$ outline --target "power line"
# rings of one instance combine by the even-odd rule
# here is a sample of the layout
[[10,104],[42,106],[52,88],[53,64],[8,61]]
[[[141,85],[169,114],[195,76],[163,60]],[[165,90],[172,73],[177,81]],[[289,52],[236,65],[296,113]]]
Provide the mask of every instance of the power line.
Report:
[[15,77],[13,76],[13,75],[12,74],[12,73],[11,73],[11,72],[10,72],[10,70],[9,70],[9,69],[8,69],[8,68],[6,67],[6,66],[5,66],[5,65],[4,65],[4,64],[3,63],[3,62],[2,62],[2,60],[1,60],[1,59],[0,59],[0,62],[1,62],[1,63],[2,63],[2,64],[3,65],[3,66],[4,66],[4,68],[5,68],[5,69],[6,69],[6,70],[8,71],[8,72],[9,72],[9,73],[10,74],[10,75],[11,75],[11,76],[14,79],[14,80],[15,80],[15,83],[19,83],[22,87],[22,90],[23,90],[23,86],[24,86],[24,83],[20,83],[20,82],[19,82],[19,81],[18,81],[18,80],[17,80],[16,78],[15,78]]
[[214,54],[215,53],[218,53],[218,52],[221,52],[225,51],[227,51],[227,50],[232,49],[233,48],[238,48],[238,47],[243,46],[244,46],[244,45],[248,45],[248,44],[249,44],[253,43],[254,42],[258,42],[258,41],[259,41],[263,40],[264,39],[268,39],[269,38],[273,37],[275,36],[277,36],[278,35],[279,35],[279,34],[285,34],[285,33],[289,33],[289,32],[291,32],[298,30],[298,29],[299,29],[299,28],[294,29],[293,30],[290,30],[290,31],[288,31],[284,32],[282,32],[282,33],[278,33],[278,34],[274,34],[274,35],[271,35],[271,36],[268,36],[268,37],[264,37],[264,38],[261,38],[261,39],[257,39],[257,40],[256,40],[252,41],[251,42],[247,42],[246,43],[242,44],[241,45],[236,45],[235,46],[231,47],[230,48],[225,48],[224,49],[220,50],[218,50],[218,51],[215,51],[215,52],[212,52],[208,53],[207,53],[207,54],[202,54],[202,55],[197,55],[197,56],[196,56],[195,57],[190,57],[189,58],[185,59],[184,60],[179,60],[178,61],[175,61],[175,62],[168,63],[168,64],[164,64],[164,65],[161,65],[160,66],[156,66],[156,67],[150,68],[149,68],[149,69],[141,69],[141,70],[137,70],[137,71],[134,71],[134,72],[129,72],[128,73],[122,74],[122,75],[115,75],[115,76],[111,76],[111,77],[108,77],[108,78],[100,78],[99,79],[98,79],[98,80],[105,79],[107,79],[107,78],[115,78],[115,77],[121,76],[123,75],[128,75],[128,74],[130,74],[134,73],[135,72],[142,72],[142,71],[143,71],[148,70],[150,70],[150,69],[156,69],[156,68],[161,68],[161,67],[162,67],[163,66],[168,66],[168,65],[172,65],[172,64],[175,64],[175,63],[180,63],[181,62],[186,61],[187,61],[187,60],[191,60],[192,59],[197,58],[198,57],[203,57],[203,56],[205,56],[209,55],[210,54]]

• What is needed:
Can you recast everything from the start of the rows through the line containing "Provide the mask" as a Markdown table with columns No and Text, giving each line its number and omitting blank lines?

• Output for this task:
| No | Text |
|---|---|
| 1 | $ outline --target "power line" |
| 2 | # rings of one instance combine by the even-odd rule |
| 3 | # here is a sample of the layout |
| 4 | [[10,104],[42,106],[52,88],[53,64],[8,61]] |
| 5 | [[[141,85],[169,114],[195,76],[163,60]],[[165,90],[172,73],[177,81]],[[289,52],[236,65],[296,113]]] |
| 6 | Provide the mask of every instance of the power line. |